** BEGIN **

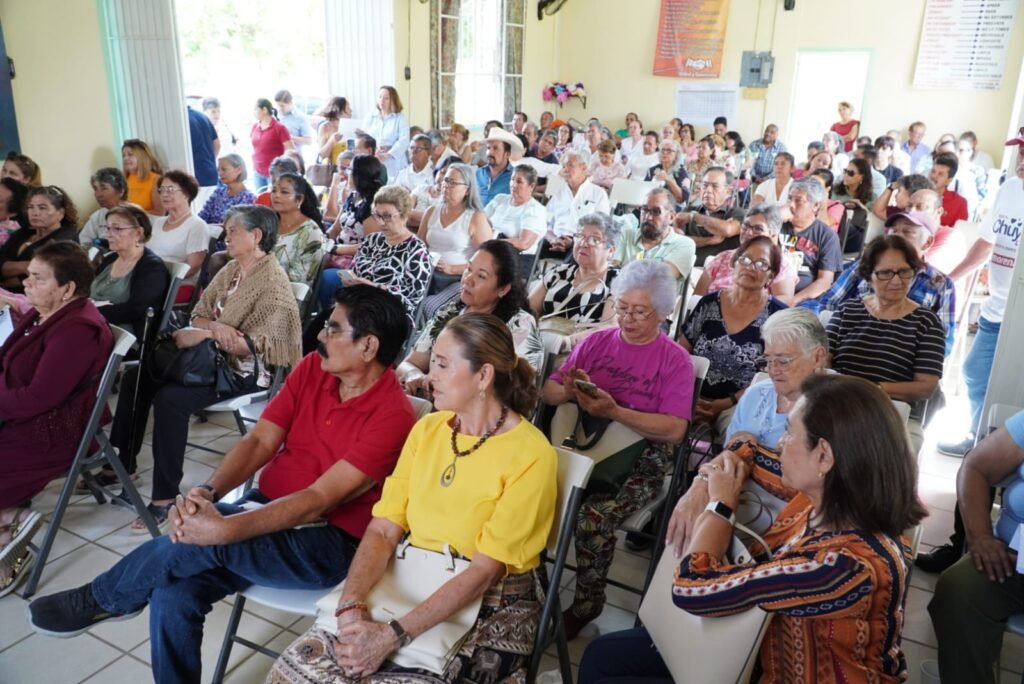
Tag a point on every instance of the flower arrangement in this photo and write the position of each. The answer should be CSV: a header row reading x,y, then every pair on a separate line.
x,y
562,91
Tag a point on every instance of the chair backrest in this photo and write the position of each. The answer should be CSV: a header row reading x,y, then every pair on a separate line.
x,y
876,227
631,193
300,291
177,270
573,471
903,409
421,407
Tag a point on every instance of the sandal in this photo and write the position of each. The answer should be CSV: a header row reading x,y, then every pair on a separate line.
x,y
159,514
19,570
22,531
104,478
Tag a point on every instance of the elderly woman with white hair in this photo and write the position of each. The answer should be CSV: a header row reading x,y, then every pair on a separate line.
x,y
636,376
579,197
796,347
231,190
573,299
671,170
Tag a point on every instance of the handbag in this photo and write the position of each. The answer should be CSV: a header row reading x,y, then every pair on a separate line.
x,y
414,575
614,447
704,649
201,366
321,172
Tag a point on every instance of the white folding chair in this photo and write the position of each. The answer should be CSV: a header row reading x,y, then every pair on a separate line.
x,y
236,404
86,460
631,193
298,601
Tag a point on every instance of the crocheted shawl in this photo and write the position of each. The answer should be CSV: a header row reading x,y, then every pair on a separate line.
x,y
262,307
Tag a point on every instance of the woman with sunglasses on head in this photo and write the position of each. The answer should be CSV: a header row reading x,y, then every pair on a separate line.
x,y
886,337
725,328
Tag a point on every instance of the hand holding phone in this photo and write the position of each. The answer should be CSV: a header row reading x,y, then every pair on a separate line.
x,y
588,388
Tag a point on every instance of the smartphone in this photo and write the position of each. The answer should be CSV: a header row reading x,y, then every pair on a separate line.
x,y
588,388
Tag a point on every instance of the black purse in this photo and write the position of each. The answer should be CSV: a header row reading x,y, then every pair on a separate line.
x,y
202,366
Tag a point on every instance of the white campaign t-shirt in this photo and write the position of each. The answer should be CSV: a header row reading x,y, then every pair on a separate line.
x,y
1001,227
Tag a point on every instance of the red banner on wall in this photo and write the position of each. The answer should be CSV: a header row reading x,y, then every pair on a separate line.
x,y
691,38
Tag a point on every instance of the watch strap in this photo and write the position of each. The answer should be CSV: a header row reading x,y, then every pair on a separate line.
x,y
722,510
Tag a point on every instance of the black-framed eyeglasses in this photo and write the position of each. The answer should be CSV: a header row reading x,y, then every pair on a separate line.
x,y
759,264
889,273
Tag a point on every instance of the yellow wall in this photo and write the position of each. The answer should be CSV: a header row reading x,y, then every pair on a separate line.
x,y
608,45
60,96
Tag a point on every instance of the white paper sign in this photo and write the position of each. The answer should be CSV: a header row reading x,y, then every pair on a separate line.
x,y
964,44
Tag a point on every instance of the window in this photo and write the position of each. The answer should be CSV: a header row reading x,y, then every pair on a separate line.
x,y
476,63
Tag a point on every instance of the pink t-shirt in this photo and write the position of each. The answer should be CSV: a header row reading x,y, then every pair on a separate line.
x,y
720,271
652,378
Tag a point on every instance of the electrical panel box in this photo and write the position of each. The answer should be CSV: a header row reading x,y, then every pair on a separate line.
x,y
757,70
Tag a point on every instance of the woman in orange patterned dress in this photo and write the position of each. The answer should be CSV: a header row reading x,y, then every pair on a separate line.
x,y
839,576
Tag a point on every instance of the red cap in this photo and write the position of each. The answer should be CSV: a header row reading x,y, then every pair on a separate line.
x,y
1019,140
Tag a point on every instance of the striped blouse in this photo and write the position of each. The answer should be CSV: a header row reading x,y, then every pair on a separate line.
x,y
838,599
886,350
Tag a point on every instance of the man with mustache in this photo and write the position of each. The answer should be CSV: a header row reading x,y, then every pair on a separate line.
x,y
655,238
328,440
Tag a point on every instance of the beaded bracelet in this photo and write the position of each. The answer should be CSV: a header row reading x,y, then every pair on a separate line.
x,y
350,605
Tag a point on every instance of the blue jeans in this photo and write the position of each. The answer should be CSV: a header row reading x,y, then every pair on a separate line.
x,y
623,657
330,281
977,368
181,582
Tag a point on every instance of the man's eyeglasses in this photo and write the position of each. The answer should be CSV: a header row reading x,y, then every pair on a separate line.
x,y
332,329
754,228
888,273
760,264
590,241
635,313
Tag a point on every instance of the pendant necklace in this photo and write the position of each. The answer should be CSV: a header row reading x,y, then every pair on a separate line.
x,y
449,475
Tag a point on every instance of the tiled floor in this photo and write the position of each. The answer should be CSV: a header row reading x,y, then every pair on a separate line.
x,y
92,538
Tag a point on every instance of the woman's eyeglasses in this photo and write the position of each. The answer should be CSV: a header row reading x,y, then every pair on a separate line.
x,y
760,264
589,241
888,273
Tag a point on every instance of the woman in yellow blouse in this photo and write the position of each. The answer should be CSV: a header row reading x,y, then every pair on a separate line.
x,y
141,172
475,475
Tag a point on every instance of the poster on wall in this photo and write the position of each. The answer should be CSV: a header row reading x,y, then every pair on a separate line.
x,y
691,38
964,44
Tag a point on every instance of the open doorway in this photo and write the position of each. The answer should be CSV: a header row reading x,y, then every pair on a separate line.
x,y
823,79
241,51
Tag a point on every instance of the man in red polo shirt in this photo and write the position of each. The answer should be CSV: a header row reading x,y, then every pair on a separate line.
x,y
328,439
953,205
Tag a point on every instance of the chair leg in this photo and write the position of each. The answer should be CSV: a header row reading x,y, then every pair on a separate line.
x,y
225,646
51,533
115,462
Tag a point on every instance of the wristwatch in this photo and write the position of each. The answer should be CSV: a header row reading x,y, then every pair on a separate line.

** END **

_Exercise aim_
Can you return the data unchanged, beginning at the line that contains "Tag a point on every instance of the woman's" and stopping after the final line of the data, with both of those lines included?

_The solution_
Tag a point on every instance of the woman's eyeglasses in this photo and write the position of each. The answer should be CSV: a header row reading x,y, then every pair on a separate line.
x,y
760,264
589,241
888,273
Tag a point on every instance of the woman in yellow blouse in this photo and write the position of each. The answer should be CSV: a header row reading x,y, then every pair on a separate line.
x,y
141,172
475,475
Tag a point on every instance of the poster on wall in this photo and write the position of each. The answer should be CSV: a header row reading x,y, then every pair on a separate line.
x,y
691,38
964,44
Tag a point on every instance of the open doorway in this photo and write the position of each. The answer should be CSV: a header row reading x,y, then every pair on a separate line.
x,y
823,79
241,51
Tag a point on every instance of the man in red polo shirt in this photo and write the position of each. The answer should be CSV: a header row reading x,y, then every pair on a separate line.
x,y
328,439
953,205
Tag a point on every instance of the chair leg in this photo and write the position of each. The answer should be CSV: a header row reading x,y, then every pair on a separate line.
x,y
225,646
51,533
115,462
Tag a point on every instance of the wristwatch in this photo and write the position of each. The answer should be CSV: a header row reading x,y, then every pair on a separate line.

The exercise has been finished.